RAW RECORDS:
# # # #

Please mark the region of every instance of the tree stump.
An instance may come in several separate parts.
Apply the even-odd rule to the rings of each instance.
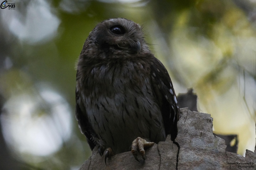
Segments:
[[[256,170],[256,153],[246,150],[244,157],[225,151],[225,140],[212,134],[213,118],[210,114],[191,112],[187,108],[180,111],[175,140],[178,144],[174,144],[168,135],[165,141],[146,150],[145,161],[139,156],[140,161],[137,161],[129,152],[108,158],[107,165],[95,147],[80,170]]]

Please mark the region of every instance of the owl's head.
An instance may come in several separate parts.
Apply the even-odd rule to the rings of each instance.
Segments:
[[[97,25],[90,32],[81,54],[116,58],[137,56],[148,51],[140,26],[131,20],[118,18]]]

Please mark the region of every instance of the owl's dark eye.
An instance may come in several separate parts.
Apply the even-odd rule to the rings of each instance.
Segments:
[[[122,35],[125,33],[125,31],[121,25],[116,25],[110,27],[110,31],[115,34]]]

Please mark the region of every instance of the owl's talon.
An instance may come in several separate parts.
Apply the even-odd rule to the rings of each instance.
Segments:
[[[132,153],[135,159],[139,161],[137,156],[139,155],[138,151],[140,154],[141,155],[142,159],[145,160],[145,150],[144,148],[147,148],[152,146],[155,143],[154,142],[147,142],[146,140],[143,139],[141,138],[138,137],[134,140],[132,144]]]
[[[109,158],[115,155],[112,149],[110,148],[108,148],[107,149],[107,151],[105,153],[105,164],[107,165],[106,161],[107,158]]]

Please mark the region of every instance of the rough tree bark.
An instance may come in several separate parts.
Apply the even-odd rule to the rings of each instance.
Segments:
[[[92,156],[80,170],[236,170],[249,167],[239,166],[256,170],[256,153],[246,150],[244,157],[225,151],[225,140],[212,134],[213,119],[210,115],[191,112],[187,108],[180,110],[175,139],[178,144],[174,144],[169,135],[165,142],[155,144],[146,150],[145,161],[140,158],[140,161],[137,162],[129,152],[108,159],[107,165],[104,157],[100,156],[95,147]],[[249,165],[237,163],[250,162]]]

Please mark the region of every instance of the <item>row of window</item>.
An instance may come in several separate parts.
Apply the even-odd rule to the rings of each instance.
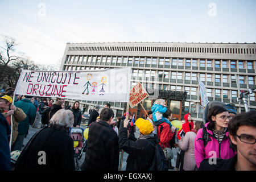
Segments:
[[[196,59],[181,59],[181,58],[165,58],[165,57],[119,57],[119,56],[67,56],[64,63],[85,63],[85,64],[93,63],[122,63],[122,64],[138,64],[139,65],[178,65],[186,67],[215,67],[224,68],[239,68],[244,69],[246,67],[248,69],[253,69],[253,61],[242,60],[207,60]]]
[[[132,82],[131,86],[134,86],[137,82]],[[146,89],[158,89],[166,90],[174,90],[174,91],[186,91],[188,92],[188,95],[198,96],[198,88],[192,86],[181,86],[178,85],[169,85],[164,84],[147,84],[146,85]],[[232,98],[237,99],[238,97],[238,93],[237,90],[225,90],[225,89],[217,89],[207,88],[207,97],[214,98]],[[230,98],[231,96],[231,98]],[[253,92],[249,95],[250,101],[255,101],[255,94]],[[196,100],[197,100],[196,98]]]
[[[254,54],[255,48],[209,48],[209,47],[127,47],[127,46],[92,46],[70,47],[69,51],[148,51],[177,52],[216,53]]]

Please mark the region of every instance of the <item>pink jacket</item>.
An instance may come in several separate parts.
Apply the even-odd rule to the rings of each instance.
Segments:
[[[208,130],[207,126],[209,122],[205,124],[207,130],[209,134],[211,140],[209,141],[205,147],[204,146],[203,138],[203,129],[200,129],[195,139],[195,159],[196,166],[199,168],[200,163],[204,159],[208,158],[221,158],[222,159],[229,159],[233,157],[236,152],[234,152],[230,147],[230,142],[229,138],[229,133],[226,132],[226,137],[224,136],[220,144],[218,140],[213,136],[213,133]]]

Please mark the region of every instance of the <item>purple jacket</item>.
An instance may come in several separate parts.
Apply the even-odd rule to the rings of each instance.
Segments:
[[[226,132],[226,135],[219,144],[218,140],[213,136],[213,133],[208,130],[207,126],[209,123],[209,122],[207,123],[205,126],[211,140],[208,142],[205,147],[204,146],[203,140],[200,139],[203,138],[203,129],[198,131],[195,139],[195,159],[197,168],[199,168],[201,162],[204,159],[217,158],[229,159],[233,158],[237,153],[230,147],[229,133]]]

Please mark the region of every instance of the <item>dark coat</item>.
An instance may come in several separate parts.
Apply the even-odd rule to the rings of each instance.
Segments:
[[[67,131],[46,127],[32,137],[19,157],[15,170],[75,170],[73,141]],[[36,135],[35,134],[35,135]],[[46,164],[39,164],[39,151],[46,154]]]
[[[19,134],[26,134],[29,129],[29,126],[32,125],[36,116],[36,108],[30,100],[23,98],[14,103],[16,107],[19,107],[27,115],[25,119],[19,123],[18,131]]]
[[[77,125],[80,126],[81,121],[82,121],[82,112],[80,109],[72,109],[71,111],[74,115],[74,124],[73,127],[76,127]]]
[[[88,126],[90,125],[92,122],[96,121],[97,117],[100,114],[98,111],[96,110],[93,110],[92,113],[90,113],[90,116],[89,117]]]
[[[109,123],[102,120],[92,123],[87,144],[82,170],[118,170],[118,136]]]
[[[5,117],[0,113],[0,171],[11,169],[11,157],[9,138],[11,135],[11,127]]]
[[[199,171],[235,171],[235,165],[237,161],[237,154],[229,159],[221,158],[210,159],[210,161],[216,160],[216,164],[210,164],[209,159],[204,159],[200,164]]]
[[[155,154],[155,147],[148,142],[149,140],[155,144],[159,142],[156,135],[143,135],[138,140],[133,138],[128,139],[127,129],[121,129],[119,145],[129,154],[126,171],[147,171],[148,169]]]

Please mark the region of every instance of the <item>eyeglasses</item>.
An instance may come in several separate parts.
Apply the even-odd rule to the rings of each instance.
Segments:
[[[241,142],[244,143],[254,144],[256,142],[256,139],[253,136],[247,135],[242,135],[240,136],[237,135],[237,136]]]
[[[223,121],[225,121],[225,120],[226,120],[226,119],[228,119],[229,120],[229,119],[231,119],[231,118],[231,118],[230,117],[229,117],[229,116],[225,116],[225,115],[222,115],[222,116],[221,116],[221,117],[218,117],[218,116],[216,116],[216,117],[221,118],[221,119],[223,119]]]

# # # #

SHORT PROBLEM: Leave the pictures out and write out every entry exactly as given.

TASK OUTPUT:
Please mark the region of every instance of the tree stump.
An instance may come in several separate parts.
Apply the even-odd rule to the rings of each instance.
Segments:
[[[256,170],[256,153],[246,150],[244,157],[225,151],[225,140],[212,134],[213,118],[210,114],[191,112],[187,108],[180,111],[175,140],[178,144],[174,144],[168,135],[165,141],[146,150],[145,161],[139,156],[140,161],[137,161],[129,152],[108,158],[107,165],[95,147],[80,170]]]

Please mark the region of every instance of the owl's head.
An instance may come in several separate parts.
Apply the even-odd rule to the rings of each instance.
Segments:
[[[97,25],[90,32],[81,54],[116,58],[137,56],[148,51],[140,26],[131,20],[118,18]]]

Please mark the region of every instance of the owl's dark eye.
An instance may come in several separate parts.
Apply the even-odd rule to the rings of each instance.
Segments:
[[[122,35],[125,33],[125,31],[121,25],[116,25],[110,27],[110,31],[115,34]]]

Please mark the region of every instance of the owl's talon.
An instance may come in several separate parts.
Apply the even-odd rule to the rings of each instance.
Segments:
[[[132,153],[135,159],[139,161],[137,156],[139,155],[138,151],[140,154],[141,155],[142,159],[145,160],[145,150],[144,148],[147,148],[152,146],[155,143],[154,142],[147,142],[146,140],[143,139],[141,138],[138,137],[134,140],[132,144]]]
[[[109,158],[115,155],[112,149],[110,148],[108,148],[107,149],[107,151],[105,153],[105,164],[107,165],[106,161],[107,158]]]

Please mark the region of every instance of the rough tree bark.
An instance may come in several separate parts.
Apply the even-odd rule to the rings of each instance.
Segments:
[[[92,156],[80,170],[236,170],[249,167],[239,166],[256,170],[256,153],[246,150],[244,157],[225,151],[225,140],[212,134],[213,119],[210,115],[191,112],[187,108],[180,110],[175,139],[178,144],[174,144],[169,135],[165,142],[155,144],[146,150],[145,161],[140,158],[140,161],[137,162],[129,152],[108,159],[107,165],[104,157],[100,156],[95,147]],[[249,165],[237,163],[250,162]]]

Please mark the region of every instance of the <item>row of window</item>.
An instance may come in several separate parts.
Apply the even-odd rule to the rings of each instance.
Segments:
[[[196,59],[181,59],[181,58],[165,58],[165,57],[119,57],[119,56],[67,56],[64,63],[85,63],[85,64],[93,63],[122,63],[122,64],[138,64],[139,65],[178,65],[186,67],[215,67],[224,68],[239,68],[244,69],[246,67],[248,69],[253,69],[253,61],[242,60],[207,60]]]
[[[132,82],[131,86],[134,86],[137,82]],[[146,89],[158,89],[166,90],[174,90],[174,91],[186,91],[188,92],[188,95],[198,96],[198,88],[192,86],[181,86],[178,85],[169,85],[164,84],[147,84],[146,85]],[[232,98],[237,99],[238,97],[238,93],[237,90],[225,90],[225,89],[217,89],[207,88],[207,97],[214,98]],[[230,98],[231,96],[231,98]],[[253,92],[249,95],[250,101],[255,101],[255,94]],[[196,100],[197,100],[196,98]]]
[[[254,54],[255,48],[209,48],[209,47],[127,47],[127,46],[92,46],[70,47],[69,51],[148,51],[177,52],[216,53]]]

Please mark the region of every instance of the <item>pink jacket</item>.
An instance may come in several separate parts.
Apply the even-odd rule to the rings of each instance.
Segments:
[[[208,130],[207,126],[209,122],[205,124],[207,130],[209,134],[211,140],[209,141],[205,147],[204,146],[203,138],[203,129],[200,129],[195,139],[195,159],[196,166],[199,168],[200,163],[204,159],[208,158],[221,158],[222,159],[229,159],[233,157],[236,152],[234,152],[230,147],[230,142],[229,138],[229,133],[226,132],[226,137],[224,136],[220,144],[218,140],[213,136],[213,133]]]

Please mark the region of every instance of the <item>purple jacket</item>.
An instance may come in several separate parts.
Apply the even-odd rule to the rings of each instance.
Segments:
[[[226,132],[226,135],[219,144],[218,140],[213,136],[213,133],[208,130],[207,126],[209,123],[209,122],[207,123],[205,126],[211,140],[208,142],[205,147],[204,146],[203,140],[200,139],[203,138],[203,129],[198,131],[195,139],[195,159],[197,168],[199,168],[201,162],[204,159],[217,158],[229,159],[233,158],[237,153],[230,147],[229,133]]]

Please mark the region of every instance of the <item>dark coat</item>.
An instance may come in several separate parts.
Apply the even-odd rule to the rings of each instance.
Segments:
[[[67,131],[46,127],[32,137],[19,157],[15,170],[75,170],[73,141]],[[36,135],[35,134],[35,135]],[[46,164],[39,164],[39,151],[46,154]]]
[[[19,134],[26,134],[29,129],[29,126],[32,125],[36,116],[36,108],[30,100],[23,98],[14,103],[16,107],[19,107],[27,115],[25,119],[19,123],[18,131]]]
[[[77,125],[80,126],[81,121],[82,121],[82,112],[80,109],[72,109],[71,111],[74,115],[74,124],[73,127],[76,127]]]
[[[88,126],[90,125],[92,122],[96,121],[97,117],[100,114],[98,111],[96,110],[93,110],[92,113],[90,113],[90,116],[89,117]]]
[[[109,123],[102,120],[92,123],[87,144],[82,170],[118,170],[118,136]]]
[[[5,117],[0,113],[0,171],[11,169],[11,157],[9,138],[11,135],[11,127]]]
[[[199,171],[235,171],[235,165],[237,161],[237,154],[229,159],[221,158],[210,159],[210,161],[216,160],[216,164],[210,164],[209,159],[204,159],[200,164]]]
[[[155,154],[155,147],[148,142],[149,140],[155,144],[159,142],[156,135],[143,135],[138,140],[133,138],[128,139],[127,129],[121,129],[119,145],[129,154],[126,171],[147,171],[148,169]]]

Please mark the region of every instance of the <item>eyeglasses</item>.
An instance may come in several separate parts.
Apply the even-odd rule to the rings of each instance.
Segments:
[[[241,142],[244,143],[254,144],[256,142],[256,139],[253,136],[247,135],[242,135],[240,136],[237,135],[237,136]]]
[[[223,121],[225,121],[225,120],[226,120],[226,119],[228,119],[229,120],[229,119],[231,119],[231,118],[231,118],[230,117],[229,117],[229,116],[225,116],[225,115],[222,115],[222,116],[221,116],[221,117],[218,117],[218,116],[216,116],[216,117],[221,118],[221,119],[223,119]]]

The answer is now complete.